> [Provided passage]
====

The Institute for Mergers, Acquisitions and Alliances (IMAA) provides a detailed weekly roundup of mergers and acquisitions news, highlighting the most significant global M&A deals. This essential update offers a snapshot of the latest movements and trends within the M&A market, showcasing the top transactions that stand out in the corporate world. Through this coverage, IMAA aims to furnish M&A professionals and enthusiasts alike with a comprehensive overview of the week’s M&A activities, helping them stay informed about the evolving landscape of global mergers and acquisitions.
Between September 1 and September 7, the global mergers and acquisitions (M&A) market saw 676 announced deals totaling USD 39.98 billion in value. Of these, 16 transactions were valued above USD 500 million and together contributed USD 32.16 billion, representing roughly 80% of the week’s total.
The week’s highlight was Blue Water Acquisition Corp. III’s USD 10 billion bid for PDV Holding, the parent company of Citgo, through a Delaware court-supervised auction. Citgo’s assets on the block include three major U.S. refineries located in Louisiana, Texas, and Illinois with a combined capacity of more than 800,000 barrels per day, extensive midstream infrastructure, lubricant and blending facilities, and a nationwide retail distribution network of over 4,000 service stations. The process is structured to provide cash or stock distributions to PDV Holding’s creditors, a settlement for bondholders, and a framework that ensures stability for employees while keeping Citgo under U.S. ownership.

====

> [Source data]
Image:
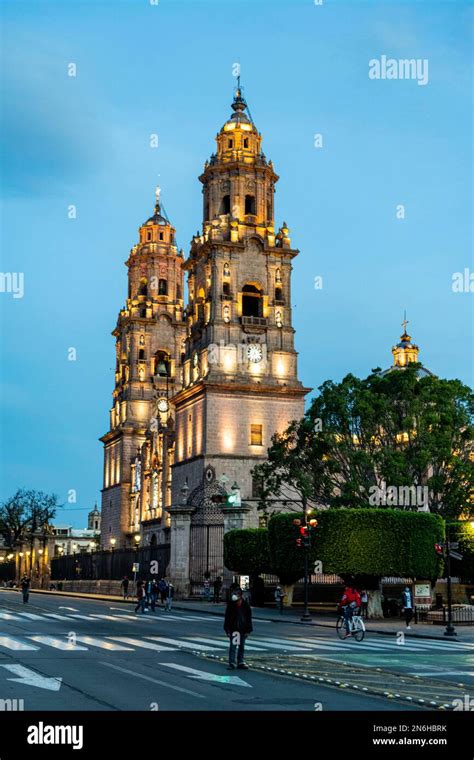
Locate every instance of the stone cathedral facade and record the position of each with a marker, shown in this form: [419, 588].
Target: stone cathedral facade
[201, 388]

====

> [Task instructions]
a - Translate into Spanish this sentence from the M&A roundup: "Between September 1 and September 7, the global mergers and acquisitions (M&A) market saw 676 announced deals totaling USD 39.98 billion in value."
b - Answer these questions using the M&A roundup:
(i) How many of the week's transactions were valued above USD 500 million?
(ii) How many service stations does Citgo's retail distribution network include?
(iii) In which state is the court supervising the auction for PDV Holding?

> [Answers for the tasks]
a - Entre el 1 y el 7 de septiembre, el mercado mundial de fusiones y adquisiciones (M&A) registró 676 operaciones anunciadas por un valor total de 39.980 millones de USD.

b -
(i) 16
(ii) Over 4,000
(iii) Delaware